*The exercise*:
Copy everything in the listing below word for word, apart from any images.

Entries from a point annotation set
_ _ _

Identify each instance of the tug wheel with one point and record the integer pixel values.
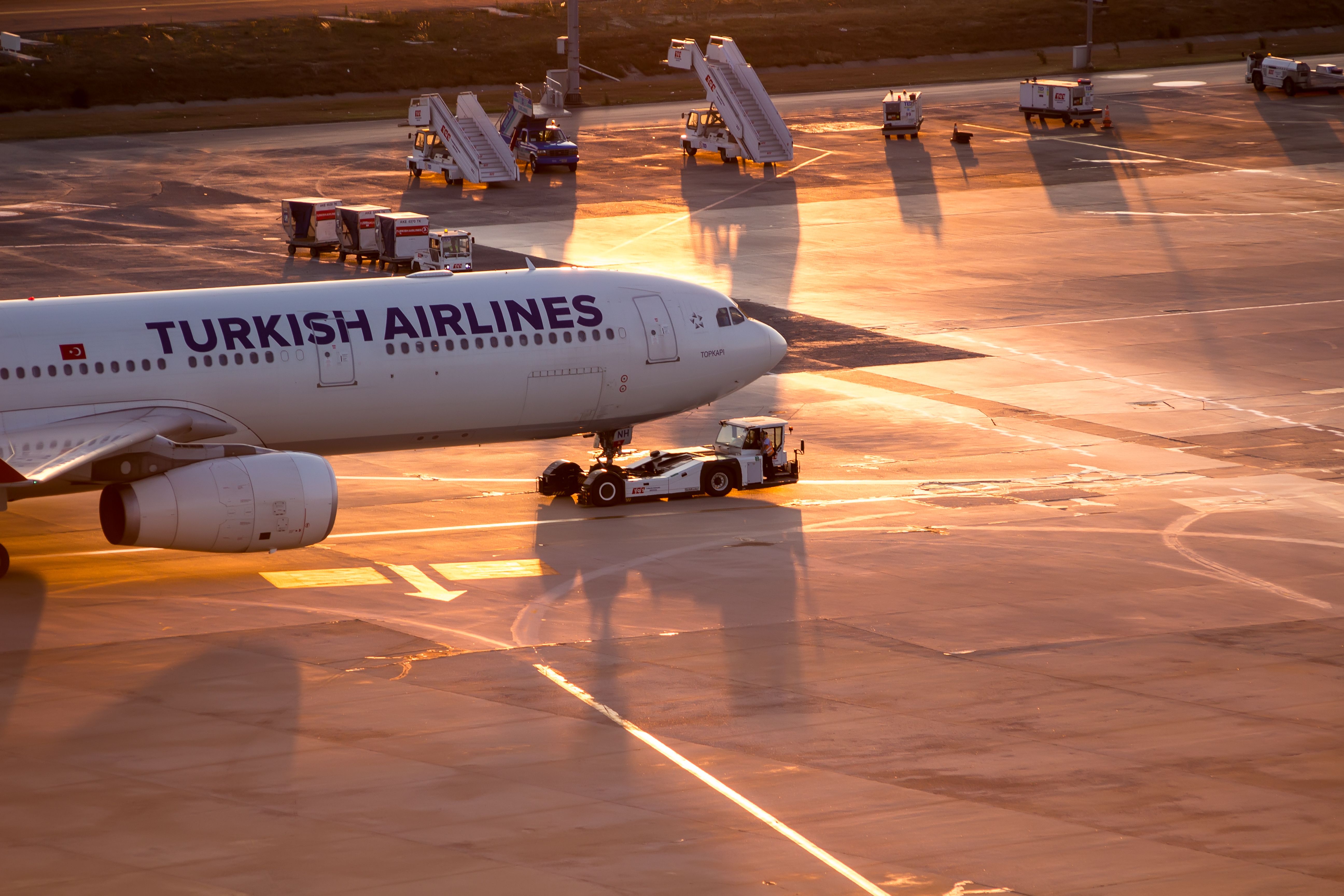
(607, 491)
(717, 483)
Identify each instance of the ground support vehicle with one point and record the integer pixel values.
(431, 155)
(1069, 101)
(530, 128)
(357, 229)
(705, 130)
(1291, 76)
(902, 113)
(448, 250)
(749, 453)
(401, 236)
(310, 223)
(466, 146)
(741, 119)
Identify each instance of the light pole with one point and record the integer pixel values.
(575, 96)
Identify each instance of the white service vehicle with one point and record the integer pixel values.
(1070, 101)
(749, 453)
(741, 120)
(1291, 76)
(902, 113)
(448, 250)
(201, 414)
(461, 146)
(431, 155)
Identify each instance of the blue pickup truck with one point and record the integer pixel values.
(533, 135)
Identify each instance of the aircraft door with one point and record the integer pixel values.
(658, 328)
(337, 361)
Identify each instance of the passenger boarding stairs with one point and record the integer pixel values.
(736, 90)
(470, 136)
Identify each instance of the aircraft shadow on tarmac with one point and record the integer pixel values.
(23, 598)
(746, 563)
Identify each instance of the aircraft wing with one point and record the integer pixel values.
(30, 456)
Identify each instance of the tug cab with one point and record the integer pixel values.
(748, 453)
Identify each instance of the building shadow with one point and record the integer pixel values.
(914, 185)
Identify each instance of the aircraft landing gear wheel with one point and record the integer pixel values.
(717, 483)
(608, 491)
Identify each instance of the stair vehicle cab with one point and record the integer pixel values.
(461, 146)
(741, 120)
(749, 453)
(530, 128)
(448, 250)
(1291, 76)
(1070, 101)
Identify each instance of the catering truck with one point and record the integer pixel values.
(1070, 101)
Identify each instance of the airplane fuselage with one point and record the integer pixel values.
(388, 363)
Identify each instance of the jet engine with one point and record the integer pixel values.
(232, 504)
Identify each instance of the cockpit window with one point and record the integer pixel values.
(732, 436)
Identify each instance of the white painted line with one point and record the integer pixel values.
(81, 554)
(428, 587)
(429, 479)
(835, 864)
(526, 523)
(1139, 318)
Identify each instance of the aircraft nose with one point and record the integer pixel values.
(776, 347)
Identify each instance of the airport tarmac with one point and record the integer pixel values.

_ _ _

*Result of the exercise*:
Identify each instance of the tug wheel with one point and record the integer pixel values.
(607, 491)
(717, 483)
Identify each instance of the ground support vehicle with one point and record the integer pixel values.
(431, 155)
(1069, 101)
(530, 128)
(357, 229)
(705, 130)
(1291, 76)
(902, 113)
(448, 250)
(749, 453)
(401, 236)
(310, 223)
(466, 146)
(741, 119)
Identify each instance of the light pole with one point and record the integer pixel values.
(575, 96)
Identify each instance of the white service vehicle with one point and record the integer pixel values.
(1070, 101)
(749, 453)
(741, 120)
(1291, 76)
(902, 113)
(448, 250)
(201, 414)
(461, 146)
(431, 155)
Identify each instance of the blue pickup truck with one point and record the integer pixel values.
(533, 135)
Identify each instance of the aircraft door with one point and record the integer pixel values.
(658, 328)
(337, 361)
Identify each instance of the passenger boarding stairs with one point and record the integer pixel values.
(736, 90)
(470, 136)
Identify each instance of the aircraft shadow on tarmac with one point and record the integer pixel values.
(23, 598)
(746, 563)
Identify each instance of the aircraft wing with one point and record the integer pixel values.
(30, 456)
Identify each instance of the tug cab with one point and record the integer pixel values.
(748, 453)
Identify each instance of the building shadow with one point and record the integer pixel values.
(914, 185)
Identify each instance of the aircraft landing gear wheel with one point and record the integer pixel values.
(717, 483)
(608, 491)
Identify each instance of the stair vehicle cab with one point and record the integer pixel values.
(461, 146)
(741, 120)
(749, 453)
(530, 128)
(448, 250)
(1291, 76)
(1070, 101)
Identify each instance of the catering truck with one point and record the integer pixel values.
(1070, 101)
Identify each instance of the airplane fuselage with one point and record the integer pixel values.
(388, 363)
Identify each instance of the jet engine with one point and record the integer pixel values.
(232, 504)
Identify each instance of the cockpit window with one point and record the integer pixel values.
(732, 436)
Identify each instance of the white painted line with one point and record the integer pixel values.
(81, 554)
(428, 587)
(429, 479)
(835, 864)
(526, 523)
(1139, 318)
Identify each instance of the aircraft nose with one point and record the integer pixel values.
(776, 347)
Identify each instance of the airport tarmac with one point and record the integer pixel values.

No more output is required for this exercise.